*** Opening of Record excerpts ***
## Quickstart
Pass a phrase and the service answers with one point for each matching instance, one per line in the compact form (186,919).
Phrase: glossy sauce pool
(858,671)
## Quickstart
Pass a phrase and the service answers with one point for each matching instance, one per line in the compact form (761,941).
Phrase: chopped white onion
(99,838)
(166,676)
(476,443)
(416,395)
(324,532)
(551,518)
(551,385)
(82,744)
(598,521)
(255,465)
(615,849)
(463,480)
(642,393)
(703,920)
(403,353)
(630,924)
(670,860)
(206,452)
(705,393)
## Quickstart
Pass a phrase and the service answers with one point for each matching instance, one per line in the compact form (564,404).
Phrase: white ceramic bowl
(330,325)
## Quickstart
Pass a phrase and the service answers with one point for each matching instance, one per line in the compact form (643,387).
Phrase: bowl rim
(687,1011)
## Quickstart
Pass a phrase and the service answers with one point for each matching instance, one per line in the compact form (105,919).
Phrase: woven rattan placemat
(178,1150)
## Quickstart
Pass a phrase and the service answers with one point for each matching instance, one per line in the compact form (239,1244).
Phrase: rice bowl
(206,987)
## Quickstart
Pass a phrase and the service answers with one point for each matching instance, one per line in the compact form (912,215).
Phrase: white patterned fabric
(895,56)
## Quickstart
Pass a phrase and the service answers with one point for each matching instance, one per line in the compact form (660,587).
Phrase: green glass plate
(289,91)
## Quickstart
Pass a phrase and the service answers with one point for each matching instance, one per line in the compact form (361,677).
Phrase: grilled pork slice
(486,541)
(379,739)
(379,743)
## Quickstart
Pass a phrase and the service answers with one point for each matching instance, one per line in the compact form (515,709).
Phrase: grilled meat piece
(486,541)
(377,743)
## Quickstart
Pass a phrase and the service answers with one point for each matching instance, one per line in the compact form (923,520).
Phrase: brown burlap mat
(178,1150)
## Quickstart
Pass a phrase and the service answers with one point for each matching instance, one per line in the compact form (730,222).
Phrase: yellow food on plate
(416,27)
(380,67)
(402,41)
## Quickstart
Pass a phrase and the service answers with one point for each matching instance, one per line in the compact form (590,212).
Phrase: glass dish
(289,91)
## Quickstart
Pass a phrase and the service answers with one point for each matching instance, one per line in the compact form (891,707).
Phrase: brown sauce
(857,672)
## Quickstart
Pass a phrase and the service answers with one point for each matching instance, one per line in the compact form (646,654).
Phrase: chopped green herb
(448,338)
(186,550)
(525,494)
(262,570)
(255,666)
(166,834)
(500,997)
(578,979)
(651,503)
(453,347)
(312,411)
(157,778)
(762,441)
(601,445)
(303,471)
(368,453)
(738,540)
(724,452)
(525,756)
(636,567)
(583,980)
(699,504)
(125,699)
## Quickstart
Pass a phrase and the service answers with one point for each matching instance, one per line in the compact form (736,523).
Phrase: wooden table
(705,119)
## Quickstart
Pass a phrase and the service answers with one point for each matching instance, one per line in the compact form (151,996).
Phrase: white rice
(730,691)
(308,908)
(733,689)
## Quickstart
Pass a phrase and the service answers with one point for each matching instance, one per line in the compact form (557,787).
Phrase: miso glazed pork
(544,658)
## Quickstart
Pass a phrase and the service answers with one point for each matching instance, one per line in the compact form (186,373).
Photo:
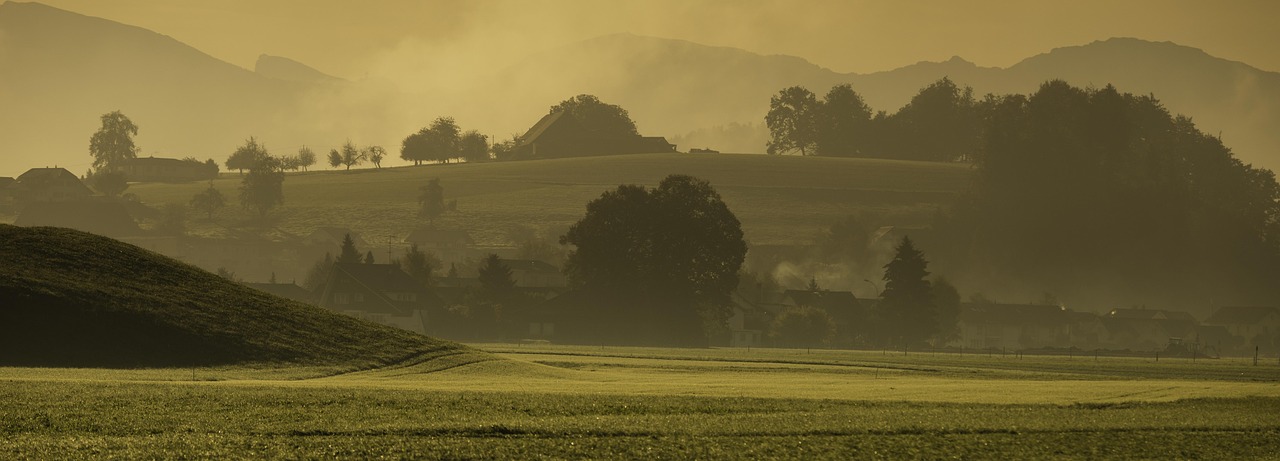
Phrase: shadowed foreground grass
(574,402)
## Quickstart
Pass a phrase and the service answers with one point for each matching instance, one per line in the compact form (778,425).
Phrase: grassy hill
(778,199)
(73,299)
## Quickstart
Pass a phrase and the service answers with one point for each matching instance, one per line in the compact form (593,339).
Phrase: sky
(344,37)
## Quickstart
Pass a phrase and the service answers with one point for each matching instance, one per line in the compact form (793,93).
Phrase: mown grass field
(778,199)
(592,402)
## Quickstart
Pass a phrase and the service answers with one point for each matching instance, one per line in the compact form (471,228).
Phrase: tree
(420,265)
(375,155)
(803,327)
(792,121)
(348,252)
(474,146)
(109,182)
(496,279)
(442,140)
(908,313)
(597,118)
(208,201)
(306,158)
(334,158)
(348,155)
(263,188)
(247,156)
(664,260)
(432,200)
(844,123)
(113,142)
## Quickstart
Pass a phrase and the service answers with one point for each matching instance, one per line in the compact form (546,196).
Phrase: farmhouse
(158,169)
(48,185)
(558,136)
(380,293)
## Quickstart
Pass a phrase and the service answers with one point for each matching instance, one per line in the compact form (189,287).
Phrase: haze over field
(496,65)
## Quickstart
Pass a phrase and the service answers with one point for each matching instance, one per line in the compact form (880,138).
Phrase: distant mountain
(73,299)
(673,87)
(60,71)
(291,71)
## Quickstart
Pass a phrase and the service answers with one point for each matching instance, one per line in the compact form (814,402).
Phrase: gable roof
(1240,315)
(530,265)
(540,127)
(42,178)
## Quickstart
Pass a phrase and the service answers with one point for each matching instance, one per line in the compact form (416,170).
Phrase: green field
(778,199)
(613,402)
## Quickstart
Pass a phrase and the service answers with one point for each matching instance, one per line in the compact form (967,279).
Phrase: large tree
(792,121)
(597,118)
(906,313)
(263,188)
(113,142)
(661,263)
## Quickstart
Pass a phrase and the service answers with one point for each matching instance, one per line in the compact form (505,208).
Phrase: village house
(380,293)
(158,169)
(48,185)
(558,136)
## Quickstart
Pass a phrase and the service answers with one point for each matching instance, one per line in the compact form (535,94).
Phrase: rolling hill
(60,71)
(73,299)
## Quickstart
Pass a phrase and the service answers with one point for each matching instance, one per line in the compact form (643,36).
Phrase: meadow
(780,200)
(530,401)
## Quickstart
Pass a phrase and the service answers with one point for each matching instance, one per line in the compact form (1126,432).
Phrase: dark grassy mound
(72,299)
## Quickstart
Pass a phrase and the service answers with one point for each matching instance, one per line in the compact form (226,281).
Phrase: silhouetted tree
(844,123)
(906,311)
(306,158)
(263,188)
(420,265)
(666,259)
(348,252)
(595,118)
(375,155)
(247,156)
(474,146)
(208,201)
(113,142)
(792,121)
(430,200)
(348,155)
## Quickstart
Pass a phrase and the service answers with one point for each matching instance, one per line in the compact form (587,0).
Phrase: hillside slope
(73,299)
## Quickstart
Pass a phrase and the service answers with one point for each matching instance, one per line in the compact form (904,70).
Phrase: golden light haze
(344,37)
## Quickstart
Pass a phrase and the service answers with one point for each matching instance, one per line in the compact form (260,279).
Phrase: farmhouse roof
(1240,315)
(41,178)
(530,265)
(540,127)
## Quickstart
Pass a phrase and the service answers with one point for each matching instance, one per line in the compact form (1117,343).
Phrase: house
(1249,323)
(99,215)
(535,274)
(558,136)
(447,245)
(158,169)
(380,293)
(48,185)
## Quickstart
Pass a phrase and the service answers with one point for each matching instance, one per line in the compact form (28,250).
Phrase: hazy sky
(343,36)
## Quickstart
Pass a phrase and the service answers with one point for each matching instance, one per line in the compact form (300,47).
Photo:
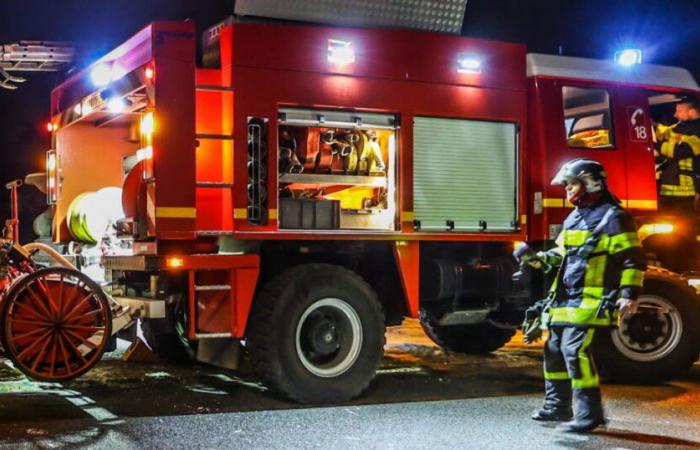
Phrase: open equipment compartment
(336,170)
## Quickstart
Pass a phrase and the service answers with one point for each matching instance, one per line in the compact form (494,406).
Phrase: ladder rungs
(214,184)
(213,287)
(215,233)
(223,137)
(213,335)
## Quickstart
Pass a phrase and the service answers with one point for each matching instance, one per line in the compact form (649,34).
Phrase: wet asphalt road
(421,398)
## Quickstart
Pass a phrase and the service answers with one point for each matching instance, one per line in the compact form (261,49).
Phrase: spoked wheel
(56,323)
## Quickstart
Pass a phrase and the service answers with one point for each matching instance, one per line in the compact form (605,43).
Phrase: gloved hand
(532,331)
(533,312)
(626,306)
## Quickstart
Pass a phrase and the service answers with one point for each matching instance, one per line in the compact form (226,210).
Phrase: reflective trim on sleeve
*** Close of Record excerpts ***
* What is required
Extract from the listing above the lines between the line containing "compact form (494,406)." and the line containing "compact form (261,49).", keeping both of those lines. Output nothing else.

* Result of this exercise
Pass a phrase and the service answers with one point for each matching instance, one per line in the compact form (494,406).
Phrase: ladder rungs
(214,184)
(213,287)
(215,233)
(223,137)
(213,335)
## Quickstart
Pass a phrase and the service answers with one point for each matching instance, one per line in the compact form (649,34).
Phrase: wet asphalt road
(421,398)
## Quickstart
Pass a phrase and the service answers with one point for each matching instance, one per line in the compact form (261,49).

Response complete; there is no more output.